**Textauszug**
-*-

Was bedeutet mehr für dich?“, lautet der Titel der aktuellen Kampagne des Deutschen Gewerkschaftsbunds (DGB) Region Stuttgart und seiner acht Mitgliedsgewerkschaften. Die Frage haben sie ihren Mitgliedern gestellt. Die Antworten sind deutlich, erklärt Peter Schadt, Gewerkschaftssekretär des DGB Region Stuttgart und zuständig für die Kreisverbände Esslingen-Göppingen und Ludwigsburg: „Mehr Freizeit steht weit oben. Im aktuellen ÖPNV-Tarifabschluss konnte Ver.di eine schrittweise Verringerung der Arbeitszeit von 39 auf 37,5 Wochenstunden bei vollem Lohnausgleich durchsetzen“, nennt Schadt ein Beispiel der Umsetzung dieser Kernforderung.
Personalmangel teils drastisch
„Für viele Beschäftigte, die etwa auf eine Kinderbetreuung angewiesen sind, sind diese 37,5 Stunden im Gegensatz zu den 39 Stunden organisierbar.“ Gelten die 37,5 Wochenstunden als Vollzeit, so könnten im Umkehrschluss mehr Beschäftigte in Vollzeit statt wie bisher in Teilzeit arbeiten, ergänzt Schadt.
„Die Leute sind gehetzt und gestresst und wünschen sich im Job mehr Entlastung, um überhaupt das Normal-Soll richtig erfüllen zu können“, so Benjamin Stein, Geschäftsführer von Ver.di Bezirk Fils-Neckar-Alb. Das sei häufig nicht mehr möglich, etwa vor dem Hintergrund der Personalausfälle, die es zusätzlich zu kompensieren gilt. „Das sieht man beispielsweise bei den Erzieherinnen oder auch bei den Pflegekräften. Der Druck ist hoch und genauso das schlechte Gewissen, wenn man seine eigentliche Arbeit nicht in dem Umfang leisten kann, wie man es eigentlich möchte“, weiß Stein. Der Personalmangel sei ebenso drastisch in den Schulen, sagt Hans Dörr, lange Vorsitzender der GEW im Kreis Esslingen, nach wie vor Mitglied des Kreisvorstands sowie Vorsitzender des DGB-Ortsverbands Kirchheim. „Das ist für die Beschäftigten kaum mehr stemmbar.“ Ein weiterer Punkt sei die nötige Steigerung der Selbstbestimmung bei der Gestaltung des Arbeitsalltags, die angesichts einer globalisierten Arbeitswelt immer mehr verloren gehe, so Alessandro Lieb, Geschäftsführer der IG Metall Esslingen, „die Menschen sind getaktet.“
Ein Punkt, in dem sich die Vertreter der Gewerkschaften ebenso einig sind, ist die Notwendigkeit des vollumfänglichen Streikrechts. „Das trifft uns vehement, wenn auf Landes- und Bundesebene über Einschränkungen gesprochen wird“, betont Benjamin Stein.

-*-

**Vorliegende Daten**
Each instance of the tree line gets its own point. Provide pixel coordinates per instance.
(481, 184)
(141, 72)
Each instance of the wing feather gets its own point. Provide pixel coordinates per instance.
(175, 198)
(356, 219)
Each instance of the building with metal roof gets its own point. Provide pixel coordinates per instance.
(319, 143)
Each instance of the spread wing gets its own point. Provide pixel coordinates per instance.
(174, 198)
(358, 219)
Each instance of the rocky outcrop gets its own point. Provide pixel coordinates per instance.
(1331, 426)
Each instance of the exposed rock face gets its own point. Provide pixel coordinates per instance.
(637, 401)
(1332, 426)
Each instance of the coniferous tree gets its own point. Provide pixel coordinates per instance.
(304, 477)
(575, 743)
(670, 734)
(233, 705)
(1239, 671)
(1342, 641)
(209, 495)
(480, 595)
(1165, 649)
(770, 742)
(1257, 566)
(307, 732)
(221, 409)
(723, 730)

-*-

**Aufgabe 1**
Schreib aus dem Text über die DGB-Kampagne den Abschnitt ab, der mit den Worten „Personalmangel teils drastisch“ beginnt und mit „arbeiten, ergänzt Schadt.“ endet.
**Aufgabe 2**
Zieh aus den Datensätzen jede Zeile heraus, in der die Zeichenfolge „wing“ vorkommt, und achte dabei auf Groß- und Kleinschreibung.
Der Text über die DGB-Kampagne und die Datensätze hängen inhaltlich nicht zusammen.

**Richtige Lösung 1**
Personalmangel teils drastisch
„Für viele Beschäftigte, die etwa auf eine Kinderbetreuung angewiesen sind, sind diese 37,5 Stunden im Gegensatz zu den 39 Stunden organisierbar.“ Gelten die 37,5 Wochenstunden als Vollzeit, so könnten im Umkehrschluss mehr Beschäftigte in Vollzeit statt wie bisher in Teilzeit arbeiten, ergänzt Schadt.

**Richtige Lösung 2**
Each instance of the wing feather gets its own point. Provide pixel coordinates per instance.
Each instance of the spread wing gets its own point. Provide pixel coordinates per instance.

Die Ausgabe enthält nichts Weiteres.